Document excerpt:
Identifying when your digital maturity has stagnated

We know now that digital maturity is not about how much technology you have adopted into the business, or how cutting-edge that technology is. If you’ve integrated a new digital communications system into your business but employees don’t, or simply don’t know how to use it then you are not moving the needle on digital maturity. Here are three simple ways you can identify when your digital maturity has stopped progressing:

1. Fragmented ownership of the CX strategy

If your customer experience (CX) strategy is owned by several departments rather than a single owner with a cohesive plan, then a customer’s experience with your business will be just as disjointed. Novice and starter organisations are often characterised by disparate ownership and lack of comprehensive customer journey maps. 

Customer experience, not cost cutting, must be at the center of all decisions. When your digital technology decisions are made by those disconnected from the customer experience, like IT, rather than CX professionals, digital maturity will not advance. A good indication of progress, however, is if customer experience is becoming an enterprise wide, C-Level strategic priority.

2. No evolution of data strategy or data analytics capability

When you aren’t able to understand your customers, you cannot cater to their needs and expectations. Access to robust data and analytics tools can provide insights into customer behavior in real-time. This information is vital to a business’ ability to measure the performance of each communication against set metrics and to continually refine and improve messaging to a customer.

Additionally, predictive analytics tools can help anticipate what customers may do or need in the future, shifting an organisation from being reactive to proactive in catering to customer needs.

3. Customer can choose print or portal, only

Providing a paperless channel is not a sign of digital communications maturity and offers no competitive advantage. Most organisations provide both print and at least one digital channel as a means for customers to receive communication.

The measure of digital maturity progress is whether the customer can choose to receive communications through their preferred channel, and can seamlessly switch between channels whenever they wish. Digital maturity is reached when the customer receives a full omnichannel communication experience.

Provided data:

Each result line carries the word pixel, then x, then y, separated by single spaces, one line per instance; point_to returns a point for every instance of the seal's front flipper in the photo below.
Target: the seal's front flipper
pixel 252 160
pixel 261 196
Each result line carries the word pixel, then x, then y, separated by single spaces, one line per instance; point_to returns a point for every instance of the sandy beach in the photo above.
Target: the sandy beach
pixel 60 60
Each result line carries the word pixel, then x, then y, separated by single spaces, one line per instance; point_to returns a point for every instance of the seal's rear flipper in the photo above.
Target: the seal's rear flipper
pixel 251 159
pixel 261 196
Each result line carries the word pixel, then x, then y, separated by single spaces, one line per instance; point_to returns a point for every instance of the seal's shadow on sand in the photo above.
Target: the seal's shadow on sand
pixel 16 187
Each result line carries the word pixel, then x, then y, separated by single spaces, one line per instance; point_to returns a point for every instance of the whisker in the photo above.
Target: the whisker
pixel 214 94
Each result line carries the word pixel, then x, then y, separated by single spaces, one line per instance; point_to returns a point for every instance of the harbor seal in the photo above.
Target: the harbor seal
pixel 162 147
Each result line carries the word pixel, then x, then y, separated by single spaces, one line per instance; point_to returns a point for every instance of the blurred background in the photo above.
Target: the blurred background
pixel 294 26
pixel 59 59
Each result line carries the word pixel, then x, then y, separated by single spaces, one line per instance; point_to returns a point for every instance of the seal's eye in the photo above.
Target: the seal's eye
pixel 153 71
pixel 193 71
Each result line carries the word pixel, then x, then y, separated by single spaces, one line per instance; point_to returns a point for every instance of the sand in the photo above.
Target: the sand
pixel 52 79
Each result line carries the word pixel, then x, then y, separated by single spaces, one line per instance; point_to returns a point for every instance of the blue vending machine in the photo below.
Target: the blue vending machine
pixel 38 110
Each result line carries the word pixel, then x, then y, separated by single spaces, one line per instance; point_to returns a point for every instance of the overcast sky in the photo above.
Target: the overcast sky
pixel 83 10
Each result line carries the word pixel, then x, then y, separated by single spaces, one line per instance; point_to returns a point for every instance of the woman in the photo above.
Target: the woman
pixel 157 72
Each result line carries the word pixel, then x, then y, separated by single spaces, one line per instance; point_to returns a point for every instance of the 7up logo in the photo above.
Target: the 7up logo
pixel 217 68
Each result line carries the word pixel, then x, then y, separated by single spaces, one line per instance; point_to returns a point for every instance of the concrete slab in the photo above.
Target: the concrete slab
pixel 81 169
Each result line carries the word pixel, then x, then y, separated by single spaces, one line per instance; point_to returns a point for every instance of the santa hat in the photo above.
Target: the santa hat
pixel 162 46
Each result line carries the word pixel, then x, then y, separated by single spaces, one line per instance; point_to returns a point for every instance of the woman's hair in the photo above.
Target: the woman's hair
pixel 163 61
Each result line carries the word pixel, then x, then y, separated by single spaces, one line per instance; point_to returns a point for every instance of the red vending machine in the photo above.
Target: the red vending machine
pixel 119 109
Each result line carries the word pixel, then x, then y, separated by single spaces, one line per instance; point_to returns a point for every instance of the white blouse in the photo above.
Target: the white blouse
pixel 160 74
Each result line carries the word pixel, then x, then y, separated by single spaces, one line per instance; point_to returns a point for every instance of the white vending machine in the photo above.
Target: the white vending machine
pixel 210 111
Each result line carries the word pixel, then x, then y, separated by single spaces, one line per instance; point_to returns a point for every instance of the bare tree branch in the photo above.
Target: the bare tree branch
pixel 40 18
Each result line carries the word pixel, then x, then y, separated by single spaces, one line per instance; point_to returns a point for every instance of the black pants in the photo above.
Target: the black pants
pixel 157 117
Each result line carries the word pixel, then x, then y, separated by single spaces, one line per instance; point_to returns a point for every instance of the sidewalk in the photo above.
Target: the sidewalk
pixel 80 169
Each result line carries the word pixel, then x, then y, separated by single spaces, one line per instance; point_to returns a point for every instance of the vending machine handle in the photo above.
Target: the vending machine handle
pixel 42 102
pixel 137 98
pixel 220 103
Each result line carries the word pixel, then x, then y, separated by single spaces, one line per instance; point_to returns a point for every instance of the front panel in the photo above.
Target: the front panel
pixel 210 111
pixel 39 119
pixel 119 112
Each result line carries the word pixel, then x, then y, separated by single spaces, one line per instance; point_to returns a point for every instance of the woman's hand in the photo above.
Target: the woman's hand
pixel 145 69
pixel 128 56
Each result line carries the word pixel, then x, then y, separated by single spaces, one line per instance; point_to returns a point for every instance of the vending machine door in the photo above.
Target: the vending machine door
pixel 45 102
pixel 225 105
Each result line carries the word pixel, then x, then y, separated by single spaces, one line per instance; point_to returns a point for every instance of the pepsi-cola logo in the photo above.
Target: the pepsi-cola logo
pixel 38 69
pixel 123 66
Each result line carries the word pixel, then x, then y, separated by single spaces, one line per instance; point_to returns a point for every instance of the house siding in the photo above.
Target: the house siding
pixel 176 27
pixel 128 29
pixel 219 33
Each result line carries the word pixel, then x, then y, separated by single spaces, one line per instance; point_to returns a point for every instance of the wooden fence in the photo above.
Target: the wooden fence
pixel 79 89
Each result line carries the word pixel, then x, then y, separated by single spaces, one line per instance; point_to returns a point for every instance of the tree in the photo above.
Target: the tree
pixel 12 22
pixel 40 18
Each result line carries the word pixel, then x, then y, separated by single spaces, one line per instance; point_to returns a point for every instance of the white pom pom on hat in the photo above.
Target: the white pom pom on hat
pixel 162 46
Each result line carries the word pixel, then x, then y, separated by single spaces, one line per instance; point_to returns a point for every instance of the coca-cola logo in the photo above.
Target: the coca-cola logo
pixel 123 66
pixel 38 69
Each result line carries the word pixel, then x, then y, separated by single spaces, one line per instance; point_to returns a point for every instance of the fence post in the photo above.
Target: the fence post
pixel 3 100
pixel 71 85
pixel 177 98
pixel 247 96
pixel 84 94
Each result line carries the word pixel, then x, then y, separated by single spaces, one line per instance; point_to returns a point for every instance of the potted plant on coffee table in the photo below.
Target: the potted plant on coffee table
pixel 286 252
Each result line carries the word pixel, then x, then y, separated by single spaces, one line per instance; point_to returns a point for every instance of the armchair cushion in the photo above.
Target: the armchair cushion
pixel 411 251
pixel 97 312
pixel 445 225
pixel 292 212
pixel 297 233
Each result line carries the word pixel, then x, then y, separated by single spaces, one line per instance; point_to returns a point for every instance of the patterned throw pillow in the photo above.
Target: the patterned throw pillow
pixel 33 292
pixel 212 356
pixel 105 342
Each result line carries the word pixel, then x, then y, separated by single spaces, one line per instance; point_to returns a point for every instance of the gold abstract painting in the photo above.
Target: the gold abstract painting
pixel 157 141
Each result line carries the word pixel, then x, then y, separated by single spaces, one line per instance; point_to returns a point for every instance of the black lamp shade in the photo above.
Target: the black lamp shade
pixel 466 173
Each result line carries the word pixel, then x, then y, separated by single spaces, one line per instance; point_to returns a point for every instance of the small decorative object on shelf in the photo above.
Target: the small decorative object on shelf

Problem:
Resume the passage on spotting stalled digital maturity, writing on from its final sentence.

Expected answer:
Effectively moving the dial on digital maturity

To make progress in the digital maturity of communications, businesses first need to create a strategy that clearly lays out a plan for how to do so. Essentially, they need a digital communications maturity framework that provides a picture of how their communication compares in an increasingly competitive and digitally savvy industry.

Without a digital communication transformation plan that specifically aims to grow digital communication maturity, it’s unlikely that a business is making meaningful progress. You might be making changes and enhancements, but these will be tactical, and will not accelerate your evolution to a digitally mature organisation. Successfully executing a maturity framework requires only 4 simple steps:

Step 1 – audit the current digital communication to determine a baseline.

Step 2 – using a digital maturity framework, map the business’ current capabilities and identify a starting position.

Step 3 – define strategies that will move digital communication capabilities along the maturity continuum.

Step 4 – execute, measure and refine.

According to Deloitte, businesses that are digitally mature have an advantage over those who are still transforming when it comes to rapid transformation. Additionally, their Digital Transformation 2020 survey report found that 45% of high maturity companies achieved net revenue growth above industry averages compared to 15% of companies not as highly rated in maturity. And yet, few companies appear to be making the fundamental changes needed to achieve digital maturity.

In a world governed by constant change and uncertainty where customer experience is driving customer retention, repeat purchase rates, customer lifetime value, and revenue growth, it has become imperative that businesses start to invest in experience and enhance their engagement with customers by increasing resilience and efficiency enabled by the progression of their digital maturity.